Instructions to follow: Extend the court judgment on the plaintiff's back and psychiatric injuries, writing the paragraphs that follow its last sentence.

::: Study text :::

89        At fifty-seven years of age with poor English, limited work skills and a disabling lower back injury, the plaintiff is put in a position where the prospects of her being able to obtain a job is very unlikely. The plaintiff said that she could probably work in a delicatessen for a short period of time each day with difficulty because it involves standing for long periods of time and lifting.[70]

[70]           T 99-100

90        I find that the plaintiff has no transferable skills and in all respects is a factory or labouring worker who is no longer fit to engage in that type of work. That issue was well canvassed by Ms Leitch in her assessment of the plaintiff’s capacity to engage in alternative employment, and indeed, suitable employment.[71]

[71]           PCB 81-112

91        Therefore, I find that the plaintiff has no capacity to engage in suitable employment and that the injury to her lower back has so impaired the function of her lower back that the loss of earning capacity consequences to the plaintiff are at least very considerable when the relevant comparison is made as I have described it in my discussion of the statutory scheme.

Serious Injury - Paragraph (C)

92        It is unnecessary for me to consider whether the consequences of the adjustment disorder with anxious and depressed mood and chronic pain disorder are serious because the findings I have made with respect to the compensable injury suffered by the plaintiff to her lower back provide her with leave entitling her to recover damages for all of the injuries which she can prove causally connected to the incident.

93        However, and only for the sake of completeness I find that the mental or behavioural disturbance or disorder are not severe despite the opinions expressed by Dr Nathar, psychiatrist.[72]

[72]           PCB 58-69

94        I find that the plaintiff has suffered the psychiatric injury described by Dr Nathar, however, to be severe the consequences to the plaintiff must be something more than serious, and in order to be satisfied that they are severe there must be characteristics in the consequences which satisfy that standard.

::: Record excerpts :::

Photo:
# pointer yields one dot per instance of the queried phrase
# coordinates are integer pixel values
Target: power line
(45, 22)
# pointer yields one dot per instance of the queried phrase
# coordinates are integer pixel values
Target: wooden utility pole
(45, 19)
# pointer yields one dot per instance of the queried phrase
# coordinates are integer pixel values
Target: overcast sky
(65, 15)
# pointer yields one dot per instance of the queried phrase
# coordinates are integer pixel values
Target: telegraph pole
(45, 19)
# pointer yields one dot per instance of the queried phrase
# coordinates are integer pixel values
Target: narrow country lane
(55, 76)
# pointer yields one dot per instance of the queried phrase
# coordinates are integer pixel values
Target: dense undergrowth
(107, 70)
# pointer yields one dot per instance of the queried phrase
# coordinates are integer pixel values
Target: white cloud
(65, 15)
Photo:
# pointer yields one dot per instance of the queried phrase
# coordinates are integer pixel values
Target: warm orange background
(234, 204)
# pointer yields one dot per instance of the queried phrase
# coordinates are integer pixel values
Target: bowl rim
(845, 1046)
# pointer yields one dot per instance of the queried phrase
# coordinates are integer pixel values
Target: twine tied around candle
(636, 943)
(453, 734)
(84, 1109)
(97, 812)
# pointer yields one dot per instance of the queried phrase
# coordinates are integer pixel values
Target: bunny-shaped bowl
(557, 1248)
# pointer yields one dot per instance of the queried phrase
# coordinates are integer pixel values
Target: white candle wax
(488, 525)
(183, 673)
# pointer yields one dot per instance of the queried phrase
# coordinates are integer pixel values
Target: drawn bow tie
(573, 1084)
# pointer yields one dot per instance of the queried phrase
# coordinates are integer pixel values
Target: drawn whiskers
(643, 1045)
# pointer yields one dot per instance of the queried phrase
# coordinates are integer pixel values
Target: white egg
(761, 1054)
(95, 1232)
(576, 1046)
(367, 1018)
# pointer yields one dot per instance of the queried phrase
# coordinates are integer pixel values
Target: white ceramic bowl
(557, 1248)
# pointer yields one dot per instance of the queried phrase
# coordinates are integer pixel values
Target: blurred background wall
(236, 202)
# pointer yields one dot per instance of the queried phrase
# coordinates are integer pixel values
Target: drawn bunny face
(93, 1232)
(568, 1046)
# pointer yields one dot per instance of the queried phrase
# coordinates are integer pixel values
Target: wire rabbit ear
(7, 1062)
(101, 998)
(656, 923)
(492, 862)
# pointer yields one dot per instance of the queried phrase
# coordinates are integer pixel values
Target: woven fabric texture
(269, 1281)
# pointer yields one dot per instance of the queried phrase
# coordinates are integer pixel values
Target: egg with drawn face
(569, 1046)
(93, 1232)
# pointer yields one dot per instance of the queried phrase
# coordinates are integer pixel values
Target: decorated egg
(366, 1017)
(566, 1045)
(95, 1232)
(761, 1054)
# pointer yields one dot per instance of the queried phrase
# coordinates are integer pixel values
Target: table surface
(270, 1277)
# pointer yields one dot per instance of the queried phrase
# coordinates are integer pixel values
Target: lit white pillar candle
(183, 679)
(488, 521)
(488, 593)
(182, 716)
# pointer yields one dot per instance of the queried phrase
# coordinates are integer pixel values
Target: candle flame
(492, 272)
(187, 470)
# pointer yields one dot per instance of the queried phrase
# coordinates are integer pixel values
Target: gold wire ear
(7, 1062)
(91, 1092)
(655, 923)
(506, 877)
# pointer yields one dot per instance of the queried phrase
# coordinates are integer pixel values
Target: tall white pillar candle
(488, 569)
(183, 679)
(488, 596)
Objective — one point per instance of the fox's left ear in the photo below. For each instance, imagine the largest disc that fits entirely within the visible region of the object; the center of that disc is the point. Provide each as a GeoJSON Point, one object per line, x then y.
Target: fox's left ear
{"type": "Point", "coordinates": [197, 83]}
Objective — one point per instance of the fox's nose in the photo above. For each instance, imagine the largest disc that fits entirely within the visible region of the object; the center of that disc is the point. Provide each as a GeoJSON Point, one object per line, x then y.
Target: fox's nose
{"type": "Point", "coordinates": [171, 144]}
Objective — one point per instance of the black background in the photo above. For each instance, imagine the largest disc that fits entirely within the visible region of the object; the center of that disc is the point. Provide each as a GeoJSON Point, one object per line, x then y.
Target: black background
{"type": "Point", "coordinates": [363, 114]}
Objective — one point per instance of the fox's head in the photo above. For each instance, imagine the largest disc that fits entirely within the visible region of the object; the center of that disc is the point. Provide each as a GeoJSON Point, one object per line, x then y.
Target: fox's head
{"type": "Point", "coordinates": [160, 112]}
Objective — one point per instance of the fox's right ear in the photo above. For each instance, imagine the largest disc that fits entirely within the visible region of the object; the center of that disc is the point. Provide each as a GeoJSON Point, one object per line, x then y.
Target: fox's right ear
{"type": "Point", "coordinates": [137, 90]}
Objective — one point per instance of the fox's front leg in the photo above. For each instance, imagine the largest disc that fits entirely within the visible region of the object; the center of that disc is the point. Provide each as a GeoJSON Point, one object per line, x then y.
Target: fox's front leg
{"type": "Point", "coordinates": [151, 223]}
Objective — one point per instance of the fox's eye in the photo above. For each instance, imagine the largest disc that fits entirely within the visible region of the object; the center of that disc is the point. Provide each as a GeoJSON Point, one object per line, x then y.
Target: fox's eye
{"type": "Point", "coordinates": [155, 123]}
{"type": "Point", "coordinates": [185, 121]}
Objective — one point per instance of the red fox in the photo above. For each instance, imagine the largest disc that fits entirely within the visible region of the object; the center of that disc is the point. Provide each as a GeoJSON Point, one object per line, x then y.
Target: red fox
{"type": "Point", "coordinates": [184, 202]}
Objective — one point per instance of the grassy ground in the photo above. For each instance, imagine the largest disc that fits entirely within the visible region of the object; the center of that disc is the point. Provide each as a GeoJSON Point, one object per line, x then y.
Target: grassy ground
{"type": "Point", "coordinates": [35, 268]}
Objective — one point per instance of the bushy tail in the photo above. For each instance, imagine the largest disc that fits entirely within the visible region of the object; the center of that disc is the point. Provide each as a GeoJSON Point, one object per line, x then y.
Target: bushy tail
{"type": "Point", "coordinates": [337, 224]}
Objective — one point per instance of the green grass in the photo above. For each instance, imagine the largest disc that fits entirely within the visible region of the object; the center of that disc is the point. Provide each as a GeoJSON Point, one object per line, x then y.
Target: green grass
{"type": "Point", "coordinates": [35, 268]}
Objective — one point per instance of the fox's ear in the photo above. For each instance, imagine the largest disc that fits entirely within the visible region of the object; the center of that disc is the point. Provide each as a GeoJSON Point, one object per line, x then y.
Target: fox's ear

:::

Task result:
95        Although the plaintiff has a psychiatric injury she is not presently having any treatment for that injury from a psychiatrist or psychologist, and if that was necessary I would have expected Dr Baglar to have said so and to have referred the plaintiff to have that treatment. He was of the opinion that the plaintiff was suffering from chronic depression, but the nature of the opinion he expressed in his last report dated 23 March 2009 was to refer to the plaintiff’s state of chronic depression almost in passing concentrating more heavily on the nature and extent of the injury to her lower back.[73]

[73]           PCB 29b

96        The plaintiff is not taking any medication for chronic depression according to Dr Baglar, and of the medication presently taken by the plaintiff none were said to be for chronic depression.

97        The plaintiff has not said much about the consequences of the psychiatric injury in either of her affidavits, and in particular, in her second affidavit she said that she thinks she would benefit from some further psychological treatment for the purpose of helping her deal better with the pain she is experiencing from her lower back.[74]

[74]           PCB 15

98        The foregoing description together with the fact that the plaintiff is not having any treatment does not persuade me that the characteristics of the psychiatric injury bring it within the range of consequences which are severe.

Conclusion

99 On the basis of the foregoing reasons, findings and conclusions, I grant the plaintiff leave to bring a proceeding at common law pursuant to section 134AB (16)(b) of the Accident Compensation Act 1985 to recover damages for bodily injuries for pain and suffering and loss of earning capacity arising out of her employment with the defendant on 13 December 2001.

100       After discussion with counsel, I will pronounce formal orders and will hear the parties on the question of costs.